REQUIREMENTS —
1 – In the immigration press release, duplicate word for word the stretch from "The article, The" through "in low-wage sectors.".
2 – The immigration press release quotes a sentence on social engineering. List every area of society that this sentence names as affected by how well immigration is done.
3 – According to the immigration press release, how long do international students with advanced degrees wait to gain a green card?

SOURCE EXTRACT —

* * * * *

MPI President Sketches Vision for Pragmatic U.S. Immigration Policy Reform in 'American Prospect' Magazine Cover Story
WASHINGTON — In the cover story in the latest edition of The American Prospect magazine¸ Migration Policy Institute President Demetrios Papademetriou tackles some of the major challenges Congress must resolve if it is to create an immigration system in the national interest — now and for the future.
The article, The Fundamentals of Immigration Reform , also provides an overview of the policies, politics and errors of omission and commission that have created the antiquated, inflexible immigration system that the United States has today.
Among the failings: the “false promise” of family reunification for all but the closest relatives of U.S. citizens; five- to nine-year wait times for international students with advanced degrees to gain a green card; and the rise of illegal immigration, with the resulting flattening of wages for immigrant and native-born workers alike in low-wage sectors.
“Because immigration amounts to social engineering, how well we do it has profound consequences for huge swaths of our society, from education to health care to economic growth to foreign relations,” Papademetriou writes in the introduction.
The article, which calls the current immigration reform frameworks advanced by a bipartisan group of senators and the White House “nothing short of audacious,” urges consideration of key fundamentals beyond those being publicly discussed, including:
- Creating risk-management models to accompany the full implementation of an entry-exit system to detect visa overstays. Such models would, over time, supplement the visa judgments of U.S. consular officials and lead to better decisions about who should be admitted to the United States in an expedited way and which applications merit closer scrutiny.
- Providing the integration services that assure the economic and social integration of newcomers and their children, perhaps funding these services in part through the fines that unauthorized immigrants eligible for legalization would have to pay or tapping the Earnings Suspense File in which Social Security withholdings that cannot be credited to valid Social Security numbers are kept. These could be used to create a fund that states would access to assist those awaiting legalization to meet the English proficiency and civics requirements contemplated under the legislative proposals.

* * * * *

GIVEN ENTRIES —
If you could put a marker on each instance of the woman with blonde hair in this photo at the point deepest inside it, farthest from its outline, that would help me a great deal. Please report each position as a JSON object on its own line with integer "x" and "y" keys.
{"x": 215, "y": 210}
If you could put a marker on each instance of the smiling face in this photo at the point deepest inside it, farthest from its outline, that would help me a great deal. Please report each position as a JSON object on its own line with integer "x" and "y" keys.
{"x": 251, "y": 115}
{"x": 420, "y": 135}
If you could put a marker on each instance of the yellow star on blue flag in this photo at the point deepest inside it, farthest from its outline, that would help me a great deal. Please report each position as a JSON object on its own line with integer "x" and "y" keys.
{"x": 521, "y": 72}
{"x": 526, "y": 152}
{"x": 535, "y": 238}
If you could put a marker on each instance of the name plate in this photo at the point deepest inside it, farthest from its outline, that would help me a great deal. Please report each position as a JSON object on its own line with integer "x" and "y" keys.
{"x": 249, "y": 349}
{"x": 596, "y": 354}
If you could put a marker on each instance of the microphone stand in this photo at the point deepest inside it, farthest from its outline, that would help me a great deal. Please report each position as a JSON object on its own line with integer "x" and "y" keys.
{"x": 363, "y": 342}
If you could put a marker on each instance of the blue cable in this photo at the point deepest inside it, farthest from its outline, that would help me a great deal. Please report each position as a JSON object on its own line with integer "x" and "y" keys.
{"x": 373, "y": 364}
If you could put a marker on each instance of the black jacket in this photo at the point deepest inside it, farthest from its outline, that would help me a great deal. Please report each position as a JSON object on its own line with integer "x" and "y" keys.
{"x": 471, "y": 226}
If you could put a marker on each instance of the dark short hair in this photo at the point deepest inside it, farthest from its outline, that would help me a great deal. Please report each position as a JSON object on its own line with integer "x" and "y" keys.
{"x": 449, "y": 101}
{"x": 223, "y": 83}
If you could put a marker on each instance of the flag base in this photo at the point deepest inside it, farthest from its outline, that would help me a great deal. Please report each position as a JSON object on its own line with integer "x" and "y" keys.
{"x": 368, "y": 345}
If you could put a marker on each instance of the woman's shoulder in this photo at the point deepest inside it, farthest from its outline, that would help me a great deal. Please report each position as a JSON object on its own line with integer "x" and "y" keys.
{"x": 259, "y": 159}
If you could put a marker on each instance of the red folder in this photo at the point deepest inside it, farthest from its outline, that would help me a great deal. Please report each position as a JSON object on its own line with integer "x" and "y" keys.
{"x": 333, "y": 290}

* * * * *

THE REPLIES —
1 –
The article, The Fundamentals of Immigration Reform , also provides an overview of the policies, politics and errors of omission and commission that have created the antiquated, inflexible immigration system that the United States has today.
Among the failings: the “false promise” of family reunification for all but the closest relatives of U.S. citizens; five- to nine-year wait times for international students with advanced degrees to gain a green card; and the rise of illegal immigration, with the resulting flattening of wages for immigrant and native-born workers alike in low-wage sectors.

2 – Education, health care, economic growth, foreign relations

3 – Five to nine years.